_PROVIDED RECORDS:_
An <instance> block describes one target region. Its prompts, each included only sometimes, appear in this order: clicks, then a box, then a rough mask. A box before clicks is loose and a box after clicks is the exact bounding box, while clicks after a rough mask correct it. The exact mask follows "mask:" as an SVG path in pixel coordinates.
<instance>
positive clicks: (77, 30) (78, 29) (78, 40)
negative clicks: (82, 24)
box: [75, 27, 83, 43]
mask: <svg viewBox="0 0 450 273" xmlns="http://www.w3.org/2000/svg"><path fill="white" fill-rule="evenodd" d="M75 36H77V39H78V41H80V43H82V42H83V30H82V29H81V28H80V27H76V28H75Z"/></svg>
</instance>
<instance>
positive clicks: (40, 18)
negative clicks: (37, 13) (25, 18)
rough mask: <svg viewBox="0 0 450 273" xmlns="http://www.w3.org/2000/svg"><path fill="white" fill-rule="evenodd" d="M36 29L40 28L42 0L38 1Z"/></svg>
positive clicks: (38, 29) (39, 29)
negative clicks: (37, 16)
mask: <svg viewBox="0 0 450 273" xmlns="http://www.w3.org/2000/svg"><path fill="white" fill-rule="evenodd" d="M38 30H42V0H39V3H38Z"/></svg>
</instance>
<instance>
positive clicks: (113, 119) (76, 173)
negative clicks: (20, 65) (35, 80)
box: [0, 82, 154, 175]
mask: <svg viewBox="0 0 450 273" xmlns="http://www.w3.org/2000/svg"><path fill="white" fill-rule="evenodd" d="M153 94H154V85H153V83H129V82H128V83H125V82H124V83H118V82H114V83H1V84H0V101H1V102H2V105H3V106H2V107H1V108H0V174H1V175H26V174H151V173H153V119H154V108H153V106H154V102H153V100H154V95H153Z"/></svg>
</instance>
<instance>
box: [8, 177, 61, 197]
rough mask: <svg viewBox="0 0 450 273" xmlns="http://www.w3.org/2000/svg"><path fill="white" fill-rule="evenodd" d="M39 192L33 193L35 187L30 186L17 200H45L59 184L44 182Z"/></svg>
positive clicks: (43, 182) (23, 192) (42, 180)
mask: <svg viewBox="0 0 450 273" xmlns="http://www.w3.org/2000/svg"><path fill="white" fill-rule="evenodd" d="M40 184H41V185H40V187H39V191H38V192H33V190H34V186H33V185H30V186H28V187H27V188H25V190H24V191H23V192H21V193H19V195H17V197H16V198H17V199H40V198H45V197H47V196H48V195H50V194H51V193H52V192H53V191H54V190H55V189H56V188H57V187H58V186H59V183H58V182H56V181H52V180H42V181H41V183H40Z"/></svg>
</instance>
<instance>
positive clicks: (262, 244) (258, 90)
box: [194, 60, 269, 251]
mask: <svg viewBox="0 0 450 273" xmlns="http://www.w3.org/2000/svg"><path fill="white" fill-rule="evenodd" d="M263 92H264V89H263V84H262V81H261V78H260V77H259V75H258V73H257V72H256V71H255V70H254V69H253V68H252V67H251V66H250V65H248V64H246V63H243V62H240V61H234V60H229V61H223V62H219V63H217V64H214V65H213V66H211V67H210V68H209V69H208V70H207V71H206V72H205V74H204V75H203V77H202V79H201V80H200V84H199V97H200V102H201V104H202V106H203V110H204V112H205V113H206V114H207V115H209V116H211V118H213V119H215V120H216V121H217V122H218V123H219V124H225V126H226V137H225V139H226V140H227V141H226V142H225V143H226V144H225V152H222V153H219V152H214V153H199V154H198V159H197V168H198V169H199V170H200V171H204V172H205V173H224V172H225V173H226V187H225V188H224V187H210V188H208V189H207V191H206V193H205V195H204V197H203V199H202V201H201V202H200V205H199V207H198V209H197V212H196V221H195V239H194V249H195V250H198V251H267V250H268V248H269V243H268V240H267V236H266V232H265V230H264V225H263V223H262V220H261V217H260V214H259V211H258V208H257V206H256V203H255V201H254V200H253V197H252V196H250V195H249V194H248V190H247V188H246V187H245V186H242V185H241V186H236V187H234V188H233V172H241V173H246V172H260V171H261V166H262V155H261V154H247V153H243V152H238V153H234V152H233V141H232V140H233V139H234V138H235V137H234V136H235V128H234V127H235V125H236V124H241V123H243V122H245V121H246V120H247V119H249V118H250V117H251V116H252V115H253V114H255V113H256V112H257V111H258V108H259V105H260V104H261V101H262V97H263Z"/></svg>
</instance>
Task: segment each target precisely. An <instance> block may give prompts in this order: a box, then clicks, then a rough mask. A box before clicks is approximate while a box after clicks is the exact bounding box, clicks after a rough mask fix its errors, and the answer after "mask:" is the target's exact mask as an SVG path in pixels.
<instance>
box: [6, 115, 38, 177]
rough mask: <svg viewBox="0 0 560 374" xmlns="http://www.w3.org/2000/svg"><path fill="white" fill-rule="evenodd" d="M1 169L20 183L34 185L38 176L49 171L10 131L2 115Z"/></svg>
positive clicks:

_EXERCISE INSTRUCTIONS:_
The material must be written out again in full and without changes.

_RESULT FOR THIS EXERCISE:_
An <instance> block describes one target region. Its prompts, each included only sometimes, appear in this order: clicks, then a box, then a rough mask. A box before clicks is loose and a box after clicks is the exact bounding box, while clicks after a rough mask correct it. The exact mask follows "mask:" as an SVG path in pixel coordinates.
<instance>
positive clicks: (77, 30) (78, 29) (78, 40)
negative clicks: (82, 24)
box: [75, 27, 83, 43]
mask: <svg viewBox="0 0 450 273" xmlns="http://www.w3.org/2000/svg"><path fill="white" fill-rule="evenodd" d="M75 36H77V39H78V41H80V43H82V42H83V30H82V29H81V28H80V27H76V28H75Z"/></svg>
</instance>
<instance>
positive clicks: (40, 18)
negative clicks: (37, 13) (25, 18)
rough mask: <svg viewBox="0 0 450 273" xmlns="http://www.w3.org/2000/svg"><path fill="white" fill-rule="evenodd" d="M36 29L40 28L42 0L38 1Z"/></svg>
positive clicks: (38, 29) (39, 29)
negative clicks: (37, 16)
mask: <svg viewBox="0 0 450 273" xmlns="http://www.w3.org/2000/svg"><path fill="white" fill-rule="evenodd" d="M38 30H42V0H39V3H38Z"/></svg>
</instance>
<instance>
positive clicks: (113, 119) (76, 173)
negative clicks: (20, 65) (35, 80)
box: [0, 82, 154, 175]
mask: <svg viewBox="0 0 450 273" xmlns="http://www.w3.org/2000/svg"><path fill="white" fill-rule="evenodd" d="M153 94H154V85H153V83H129V82H128V83H125V82H124V83H118V82H114V83H1V84H0V101H1V102H2V105H3V106H2V107H1V108H0V174H1V175H26V174H151V173H153V119H154V108H153V106H154V102H153V100H154V95H153Z"/></svg>
</instance>
<instance>
box: [8, 177, 61, 197]
rough mask: <svg viewBox="0 0 450 273" xmlns="http://www.w3.org/2000/svg"><path fill="white" fill-rule="evenodd" d="M39 192L33 193L35 187L30 186L17 200H45L59 184L44 182Z"/></svg>
positive clicks: (43, 182) (23, 192) (42, 180)
mask: <svg viewBox="0 0 450 273" xmlns="http://www.w3.org/2000/svg"><path fill="white" fill-rule="evenodd" d="M40 184H41V185H40V187H39V191H38V192H33V190H34V186H33V185H30V186H28V187H27V188H25V190H24V191H23V192H21V193H19V195H17V197H16V198H17V199H40V198H45V197H47V196H48V195H50V194H51V193H52V192H53V191H54V190H55V189H56V188H57V187H58V186H59V183H58V182H56V181H52V180H42V181H41V183H40Z"/></svg>
</instance>
<instance>
positive clicks: (262, 244) (258, 90)
box: [194, 60, 269, 251]
mask: <svg viewBox="0 0 450 273" xmlns="http://www.w3.org/2000/svg"><path fill="white" fill-rule="evenodd" d="M263 92H264V89H263V84H262V81H261V78H260V77H259V75H258V73H257V72H256V71H255V70H254V69H253V68H252V67H251V66H250V65H248V64H246V63H243V62H240V61H234V60H229V61H223V62H219V63H217V64H214V65H213V66H211V67H210V68H209V69H208V70H207V71H206V72H205V74H204V75H203V77H202V79H201V80H200V84H199V97H200V102H201V104H202V106H203V110H204V112H205V113H206V114H207V115H209V116H211V118H213V119H215V120H216V121H217V122H218V123H219V124H225V126H226V137H225V139H226V140H227V141H226V142H225V143H226V144H225V152H222V153H219V152H214V153H199V154H198V159H197V168H198V169H199V170H200V171H204V172H205V173H224V172H225V173H226V187H225V188H224V187H210V188H208V189H207V191H206V193H205V195H204V197H203V199H202V201H201V202H200V205H199V207H198V209H197V212H196V221H195V239H194V249H195V250H198V251H267V250H268V248H269V243H268V240H267V236H266V232H265V230H264V225H263V223H262V220H261V217H260V214H259V211H258V208H257V206H256V203H255V201H254V200H253V197H252V196H250V195H249V194H248V190H247V188H246V187H245V186H242V185H241V186H236V187H234V188H233V172H241V173H246V172H260V171H261V166H262V155H261V154H247V153H243V152H238V153H234V152H233V141H232V140H233V139H234V138H235V137H234V136H235V128H234V127H235V125H236V124H241V123H243V122H245V121H246V120H247V119H249V118H250V117H251V116H252V115H253V114H255V113H256V112H257V111H258V108H259V105H260V104H261V101H262V97H263Z"/></svg>
</instance>
Task: segment each target precisely. An <instance> block may give prompts in this order: a box, then clicks, then a rough mask. A box before clicks is approximate while a box after clicks is the exact bounding box, clicks after a rough mask fix its errors, and the answer after "mask:" is the target's exact mask as an SVG path in pixels.
<instance>
box: [6, 115, 38, 177]
rough mask: <svg viewBox="0 0 560 374" xmlns="http://www.w3.org/2000/svg"><path fill="white" fill-rule="evenodd" d="M1 169L20 183L34 185L38 176L49 171L10 131L2 115Z"/></svg>
positive clicks:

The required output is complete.